(Given entries begins)

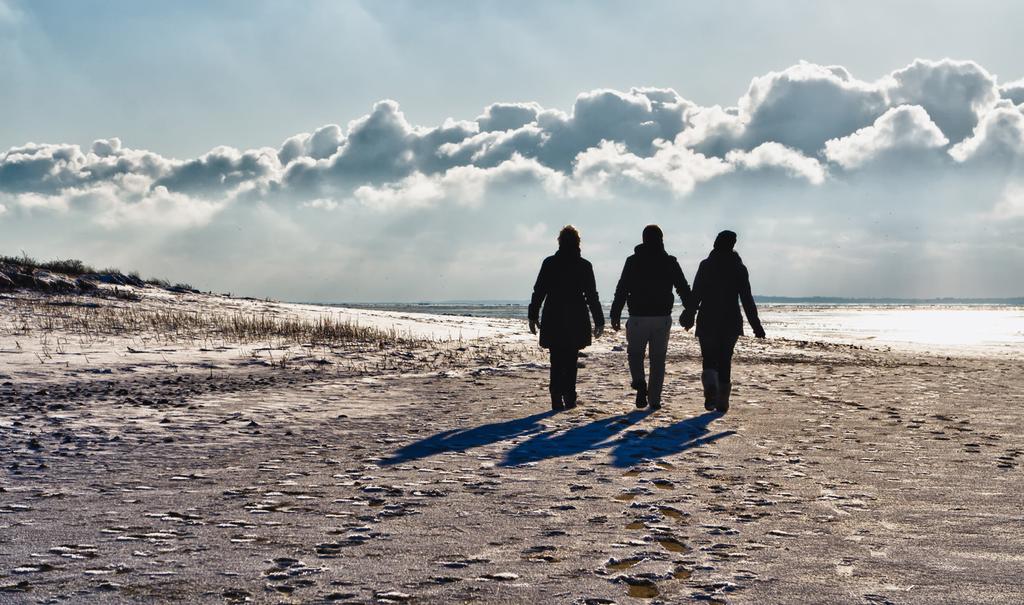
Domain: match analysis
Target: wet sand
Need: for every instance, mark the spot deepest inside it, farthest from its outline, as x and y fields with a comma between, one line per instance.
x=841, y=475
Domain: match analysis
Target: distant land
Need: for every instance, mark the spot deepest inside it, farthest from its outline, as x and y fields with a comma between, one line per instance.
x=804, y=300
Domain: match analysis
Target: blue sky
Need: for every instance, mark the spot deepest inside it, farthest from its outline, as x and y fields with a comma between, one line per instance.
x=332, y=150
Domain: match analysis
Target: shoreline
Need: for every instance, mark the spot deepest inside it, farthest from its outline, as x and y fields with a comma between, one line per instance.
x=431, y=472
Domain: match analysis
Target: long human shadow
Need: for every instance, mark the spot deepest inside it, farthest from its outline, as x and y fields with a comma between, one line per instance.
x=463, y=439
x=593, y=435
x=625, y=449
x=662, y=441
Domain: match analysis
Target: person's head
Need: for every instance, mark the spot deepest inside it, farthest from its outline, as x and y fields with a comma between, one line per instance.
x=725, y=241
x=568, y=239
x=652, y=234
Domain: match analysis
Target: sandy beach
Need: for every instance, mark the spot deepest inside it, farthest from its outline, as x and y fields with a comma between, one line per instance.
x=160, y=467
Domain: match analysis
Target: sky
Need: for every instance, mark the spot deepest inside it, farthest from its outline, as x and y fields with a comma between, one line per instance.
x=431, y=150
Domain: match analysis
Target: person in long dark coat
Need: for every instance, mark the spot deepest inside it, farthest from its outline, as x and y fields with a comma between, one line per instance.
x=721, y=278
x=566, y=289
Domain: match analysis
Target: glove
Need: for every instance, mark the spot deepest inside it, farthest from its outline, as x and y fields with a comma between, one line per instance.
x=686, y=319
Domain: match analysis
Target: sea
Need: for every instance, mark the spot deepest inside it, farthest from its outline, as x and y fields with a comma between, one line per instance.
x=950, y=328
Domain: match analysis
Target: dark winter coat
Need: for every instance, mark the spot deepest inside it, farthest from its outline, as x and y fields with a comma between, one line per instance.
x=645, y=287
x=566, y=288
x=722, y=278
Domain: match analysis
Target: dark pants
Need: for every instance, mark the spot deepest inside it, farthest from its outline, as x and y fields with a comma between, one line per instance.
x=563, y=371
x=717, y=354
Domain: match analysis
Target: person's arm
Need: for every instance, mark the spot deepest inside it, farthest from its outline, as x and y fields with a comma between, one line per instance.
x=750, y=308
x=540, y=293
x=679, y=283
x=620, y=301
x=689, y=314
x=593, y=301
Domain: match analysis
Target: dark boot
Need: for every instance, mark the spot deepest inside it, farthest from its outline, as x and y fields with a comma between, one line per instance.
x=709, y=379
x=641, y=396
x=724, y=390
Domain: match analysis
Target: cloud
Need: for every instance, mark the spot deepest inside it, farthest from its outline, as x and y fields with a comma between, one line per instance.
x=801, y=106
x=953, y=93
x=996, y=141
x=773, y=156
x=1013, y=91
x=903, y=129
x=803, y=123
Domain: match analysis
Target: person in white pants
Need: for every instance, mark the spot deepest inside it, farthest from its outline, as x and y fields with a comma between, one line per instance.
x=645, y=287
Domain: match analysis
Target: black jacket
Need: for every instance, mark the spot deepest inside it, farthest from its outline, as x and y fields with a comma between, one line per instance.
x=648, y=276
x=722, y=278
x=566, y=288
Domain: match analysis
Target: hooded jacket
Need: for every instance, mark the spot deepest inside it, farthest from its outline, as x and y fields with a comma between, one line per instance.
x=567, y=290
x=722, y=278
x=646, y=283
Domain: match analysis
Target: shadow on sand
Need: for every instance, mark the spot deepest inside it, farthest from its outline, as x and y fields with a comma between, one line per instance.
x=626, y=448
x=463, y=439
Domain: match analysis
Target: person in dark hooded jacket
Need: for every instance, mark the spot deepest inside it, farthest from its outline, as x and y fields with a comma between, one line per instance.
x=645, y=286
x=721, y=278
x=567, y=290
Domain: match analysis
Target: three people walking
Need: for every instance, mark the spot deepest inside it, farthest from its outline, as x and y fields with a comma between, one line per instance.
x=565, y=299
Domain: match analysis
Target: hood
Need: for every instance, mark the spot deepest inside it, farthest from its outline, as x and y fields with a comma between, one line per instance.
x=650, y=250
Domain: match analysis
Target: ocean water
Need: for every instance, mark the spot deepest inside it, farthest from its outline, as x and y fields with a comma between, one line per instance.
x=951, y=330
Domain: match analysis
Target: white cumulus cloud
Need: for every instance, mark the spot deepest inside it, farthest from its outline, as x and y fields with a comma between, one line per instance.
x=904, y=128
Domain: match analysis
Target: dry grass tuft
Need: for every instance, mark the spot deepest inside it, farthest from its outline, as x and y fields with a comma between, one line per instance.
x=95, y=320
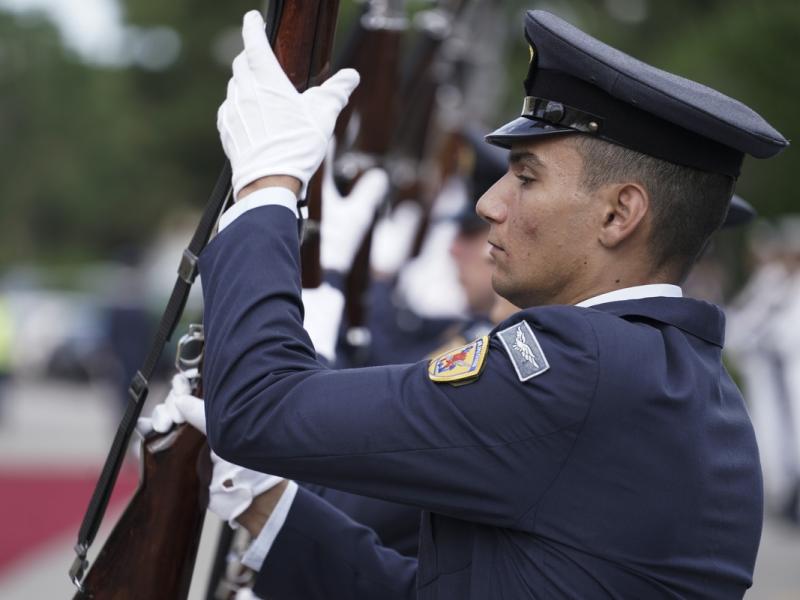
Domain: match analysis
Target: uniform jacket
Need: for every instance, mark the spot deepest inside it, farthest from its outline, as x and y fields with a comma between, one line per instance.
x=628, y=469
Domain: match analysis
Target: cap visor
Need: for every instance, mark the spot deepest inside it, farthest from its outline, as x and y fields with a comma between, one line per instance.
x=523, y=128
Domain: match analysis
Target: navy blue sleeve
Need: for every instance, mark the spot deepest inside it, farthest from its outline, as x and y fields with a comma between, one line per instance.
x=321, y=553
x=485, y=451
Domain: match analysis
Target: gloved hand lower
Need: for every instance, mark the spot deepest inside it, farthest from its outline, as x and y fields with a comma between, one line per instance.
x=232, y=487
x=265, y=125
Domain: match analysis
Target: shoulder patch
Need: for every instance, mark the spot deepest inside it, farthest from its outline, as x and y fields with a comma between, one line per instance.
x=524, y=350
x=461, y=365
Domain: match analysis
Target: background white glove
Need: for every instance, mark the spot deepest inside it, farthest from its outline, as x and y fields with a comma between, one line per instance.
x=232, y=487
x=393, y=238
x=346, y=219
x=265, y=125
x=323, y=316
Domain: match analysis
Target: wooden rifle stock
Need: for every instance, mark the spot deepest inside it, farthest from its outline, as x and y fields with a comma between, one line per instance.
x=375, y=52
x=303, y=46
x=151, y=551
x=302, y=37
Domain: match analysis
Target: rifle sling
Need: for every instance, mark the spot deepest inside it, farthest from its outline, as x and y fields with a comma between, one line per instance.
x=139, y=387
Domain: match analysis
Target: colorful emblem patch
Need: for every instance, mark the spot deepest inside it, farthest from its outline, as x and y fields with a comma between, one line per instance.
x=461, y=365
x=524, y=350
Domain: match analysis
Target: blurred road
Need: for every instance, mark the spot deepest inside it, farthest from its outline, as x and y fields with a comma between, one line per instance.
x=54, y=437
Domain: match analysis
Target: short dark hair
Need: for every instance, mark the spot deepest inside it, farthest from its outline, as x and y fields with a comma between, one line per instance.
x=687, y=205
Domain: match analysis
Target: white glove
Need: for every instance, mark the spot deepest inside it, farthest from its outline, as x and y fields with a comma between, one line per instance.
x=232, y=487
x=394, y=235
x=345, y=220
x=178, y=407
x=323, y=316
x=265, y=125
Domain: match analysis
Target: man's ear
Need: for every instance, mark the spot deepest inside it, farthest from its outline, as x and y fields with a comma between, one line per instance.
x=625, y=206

(Given entries ends)

In the answer, give only the lines from the top of the data above through the line with "Target: person's head", reproduced exactly; no picture may appear.

Domain: match analysis
Target: wet sand
Need: for every instance, mark the spot deepest inside it, farthest from its outline, as x and y fields with a comma between, one line per instance.
x=841, y=475
Domain: match analysis
Target: distant land
Need: for every instance, mark the spot deepest inside it, farthest from its outline, as x and y fields with a comma between, one line per instance.
x=804, y=300
Domain: match analysis
Target: blue sky
Need: for every instance, mark the spot deepest inside it, farthest from its outline, as x and y fields with a comma between, one line per instance.
x=332, y=150
Domain: match analysis
Target: shoreline
Need: for every instance, mark the spot deepest inside it, farthest from its outline, as x and y fields with a comma between, one line per instance.
x=431, y=472
Domain: match analysis
Target: long human shadow
Need: for every instance, mark the spot deepest inside it, farthest from its outline, as x and y fields with a comma between, one line per instance.
x=463, y=439
x=593, y=435
x=625, y=449
x=662, y=441
Domain: match analysis
Target: person's head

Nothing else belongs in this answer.